■ Given request 1: In the records, swap "tight" for "close" wherever it occurs. Return everything from the line containing "center in the image above." down to the end of the records, with nothing else altered.

-- BEGIN Document text --

# Order the most advanced Car



## WHIZZER (Oct 25, 2005)

The most advanced and luxurious Mercedes-Benz yet created - the new S-Class - has gone on-sale in the UK, priced from £62,650 OTR.










The S-Class has never ceased to raise technology standards, pioneering safety, comfort and engineering features such as ABS, anti-lock brakes, SRS airbag, ESP®, catalytic converters and Night View Assist. The new S-Class promises to continue to raise the benchmark in efficiency, in comfort, refinement and personalisation.

With a three engine line up of one diesel, one petrol and one petrol hybrid - S 350 BlueTEC, S 400 Hybrid and S 500 - the new range also offers two trim choices of SE Line and AMG Line, as well as the standard and long wheelbase options, with UK production commencing in September ahead of deliveries in October.








The new S-Class offers up to a nine per cent increase in power over the outgoing W 221 model (to 333 hp for the S 400 Hybrid), 18 per cent reduction in CO2 (147 g/km for the S 400 Hybrid) and 22 per cent improvement in fuel consumption (44.8 mpg for the S 400 Hybrid).

Improved levels of standard equipment over the already impressive outgoing 
S-Class, includes the addition of a reversing camera, COMAND Online NTG 5, full LED Intelligent Light System, DAB digital radio and Keyless Start.

-- END Document text --

■ Given request 2: Reproduce the forum post on the new Mercedes-Benz S-Class word for word, in full.

-- BEGIN Data supplied --

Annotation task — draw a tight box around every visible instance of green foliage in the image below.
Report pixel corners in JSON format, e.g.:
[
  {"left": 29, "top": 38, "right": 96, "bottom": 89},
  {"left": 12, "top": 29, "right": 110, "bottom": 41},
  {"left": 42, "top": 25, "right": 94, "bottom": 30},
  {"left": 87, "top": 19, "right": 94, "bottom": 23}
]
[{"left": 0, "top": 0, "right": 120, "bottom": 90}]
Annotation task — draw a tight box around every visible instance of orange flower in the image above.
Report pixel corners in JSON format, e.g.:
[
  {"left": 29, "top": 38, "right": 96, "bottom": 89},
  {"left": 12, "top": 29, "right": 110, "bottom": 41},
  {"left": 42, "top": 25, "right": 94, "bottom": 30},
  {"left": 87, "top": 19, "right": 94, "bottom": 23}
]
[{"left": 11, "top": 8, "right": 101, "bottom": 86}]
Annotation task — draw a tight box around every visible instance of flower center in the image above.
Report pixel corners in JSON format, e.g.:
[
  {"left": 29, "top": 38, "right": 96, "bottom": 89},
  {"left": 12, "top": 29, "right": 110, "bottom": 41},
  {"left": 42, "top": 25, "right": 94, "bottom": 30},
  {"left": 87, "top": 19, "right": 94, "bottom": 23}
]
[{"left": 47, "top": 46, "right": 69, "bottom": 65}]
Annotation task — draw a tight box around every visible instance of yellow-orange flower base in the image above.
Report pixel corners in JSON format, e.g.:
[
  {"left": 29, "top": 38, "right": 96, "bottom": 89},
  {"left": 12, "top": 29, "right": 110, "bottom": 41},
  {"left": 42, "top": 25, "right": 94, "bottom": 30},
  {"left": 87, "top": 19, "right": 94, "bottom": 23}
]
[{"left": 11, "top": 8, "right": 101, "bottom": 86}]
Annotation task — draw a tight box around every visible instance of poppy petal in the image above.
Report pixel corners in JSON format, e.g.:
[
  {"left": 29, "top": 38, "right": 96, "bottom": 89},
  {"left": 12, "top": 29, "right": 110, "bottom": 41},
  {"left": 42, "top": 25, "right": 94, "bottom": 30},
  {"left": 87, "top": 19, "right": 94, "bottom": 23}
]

-- END Data supplied --

■ Written answer 1:
Annotation task — draw a close box around every visible instance of flower center in the image above.
Report pixel corners in JSON format, e.g.:
[
  {"left": 29, "top": 38, "right": 96, "bottom": 89},
  {"left": 12, "top": 29, "right": 110, "bottom": 41},
  {"left": 42, "top": 25, "right": 94, "bottom": 30},
  {"left": 87, "top": 19, "right": 94, "bottom": 23}
]
[{"left": 47, "top": 46, "right": 69, "bottom": 65}]
Annotation task — draw a close box around every visible instance of yellow-orange flower base in the image above.
Report pixel corners in JSON format, e.g.:
[
  {"left": 29, "top": 38, "right": 96, "bottom": 89},
  {"left": 12, "top": 29, "right": 110, "bottom": 41},
  {"left": 42, "top": 25, "right": 94, "bottom": 30},
  {"left": 87, "top": 19, "right": 94, "bottom": 23}
]
[{"left": 11, "top": 8, "right": 101, "bottom": 86}]
Annotation task — draw a close box around every visible instance of poppy petal in the image above.
Report pixel corners in JSON format, e.g.:
[
  {"left": 29, "top": 38, "right": 96, "bottom": 89},
  {"left": 12, "top": 29, "right": 110, "bottom": 41},
  {"left": 42, "top": 25, "right": 94, "bottom": 30},
  {"left": 87, "top": 19, "right": 94, "bottom": 23}
]

■ Written answer 2:
# Order the most advanced Car



## WHIZZER (Oct 25, 2005)

The most advanced and luxurious Mercedes-Benz yet created - the new S-Class - has gone on-sale in the UK, priced from £62,650 OTR.










The S-Class has never ceased to raise technology standards, pioneering safety, comfort and engineering features such as ABS, anti-lock brakes, SRS airbag, ESP®, catalytic converters and Night View Assist. The new S-Class promises to continue to raise the benchmark in efficiency, in comfort, refinement and personalisation.

With a three engine line up of one diesel, one petrol and one petrol hybrid - S 350 BlueTEC, S 400 Hybrid and S 500 - the new range also offers two trim choices of SE Line and AMG Line, as well as the standard and long wheelbase options, with UK production commencing in September ahead of deliveries in October.








The new S-Class offers up to a nine per cent increase in power over the outgoing W 221 model (to 333 hp for the S 400 Hybrid), 18 per cent reduction in CO2 (147 g/km for the S 400 Hybrid) and 22 per cent improvement in fuel consumption (44.8 mpg for the S 400 Hybrid).

Improved levels of standard equipment over the already impressive outgoing 
S-Class, includes the addition of a reversing camera, COMAND Online NTG 5, full LED Intelligent Light System, DAB digital radio and Keyless Start.